HIV-AIDS is having a devastating impact on the poorest countries and is contributing to an increase in poverty and a decline in development indicators. In December 2000, more than 36 million people were estimated to have been infected with HIV-AIDS. More than 22 million people have died of the disease to date. HIV infection is concentrated in countries that can least afford the sickness, death and loss of productivity it brings. In Southern Africa, the HIV-AIDS infection level in the adult population now exceeds 25% in many countries.
HIV-AIDS is a major public health and development challenge in all of Ireland Aid's priority countries, Ethiopia, Tanzania, Zambia, Uganda, Mozambique and Lesotho. Ireland Aid has integrated the fight against AIDS into all of its development activities. There are now HIV-AIDS programmes in all of our priority countries and in Zimbabwe and Ghana. Our funding to UNAIDS has increased from $75,000 in 1999 to $500,000 in 2001. We will contribute £1.5 million to the international AIDS vaccine initiative in 2001.

Assigned task 1
In the text on HIV-AIDS and Ireland Aid, how much funding did Ireland Aid give UNAIDS in 2001?
Assigned task 2
Continue the text on HIV-AIDS and Ireland Aid from where it stops.

Data provided
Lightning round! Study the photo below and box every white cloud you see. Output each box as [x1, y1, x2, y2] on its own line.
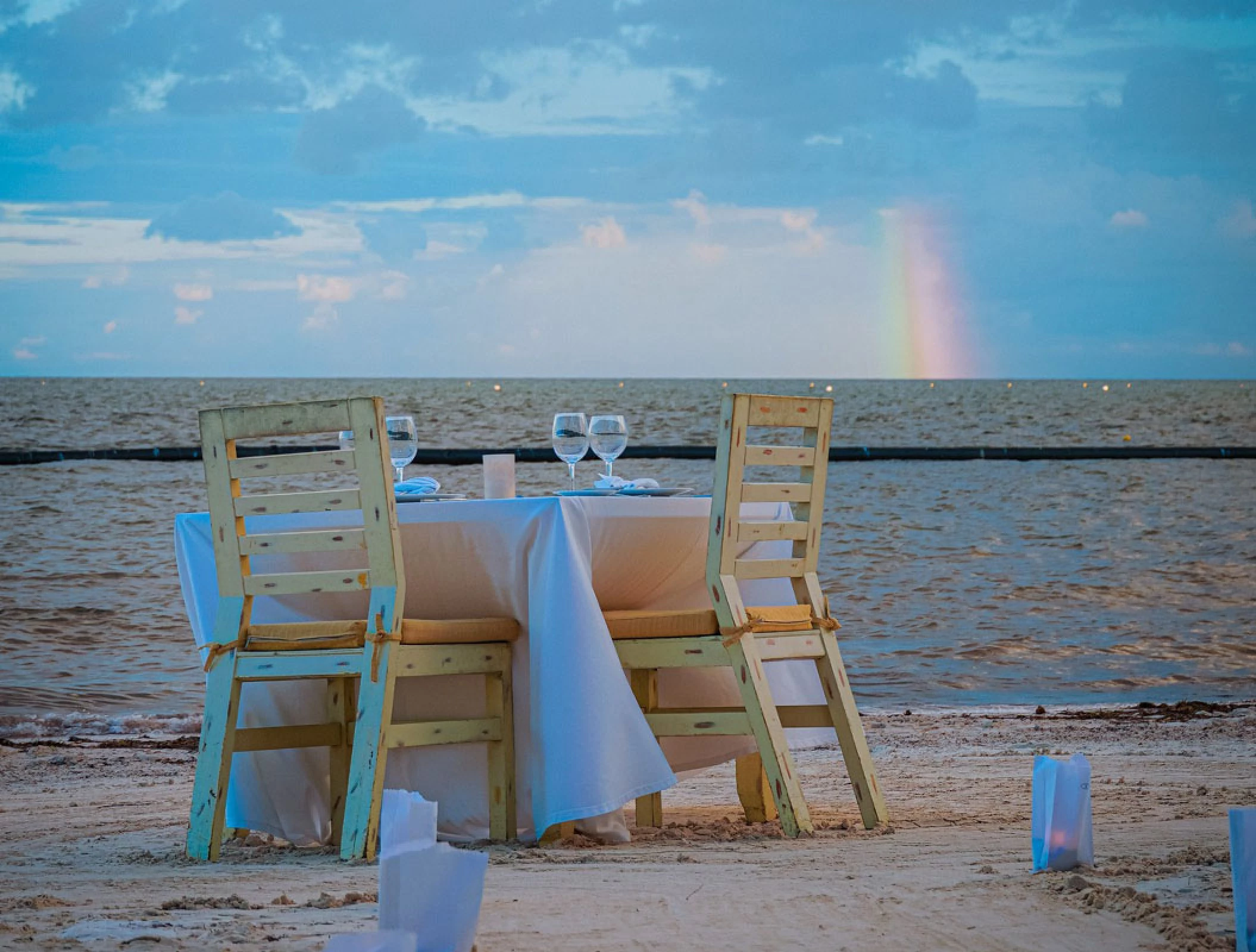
[301, 309, 340, 333]
[580, 217, 628, 249]
[672, 190, 711, 227]
[414, 241, 471, 261]
[1222, 199, 1256, 239]
[296, 274, 353, 303]
[407, 42, 716, 136]
[0, 69, 35, 114]
[1108, 208, 1151, 228]
[74, 350, 135, 362]
[379, 271, 410, 302]
[83, 265, 130, 287]
[689, 245, 729, 265]
[174, 284, 214, 302]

Your response 1
$500,000

Your response 2
Our growing aid budget will allow us to augment international support with an increased volume of financial resources for HIV-AIDS activities at country level. These investments will be complemented by an intensified involvement in the development of health systems that are responsive to the many challenges presented by the AIDS epidemic.
Most of the 36 million people who are infected with HIV cannot access effective treatment. In Africa less than one out of every 1,000 people with HIV-AIDS is benefiting from combination anti retro-viral therapy. At a cost of up to US $10,000-$15,000 per person per year, medicines to slow the progression of AIDS and to control opportunistic infections are far beyond what most African governments can afford.
Last year the Taoiseach wrote to the President of the European Commission, Mr Prodi, urging an accelerated EU response to the AIDS crisis and raising the issues of access to drugs for poor countries. In September 2000 the Commission issued a communication on accelerated action against HIV-AIDS, malaria and TB. It has since followed up this communication with an action plan. Accelerated action aims to increase the effectiveness of existing interventions, deals with affordability through the proposed introduction of tiered pricing and strengthens research into vaccines. The action plan gives priority to spending on health, AIDS and population, HAP, activities in the EC development co-operation programme.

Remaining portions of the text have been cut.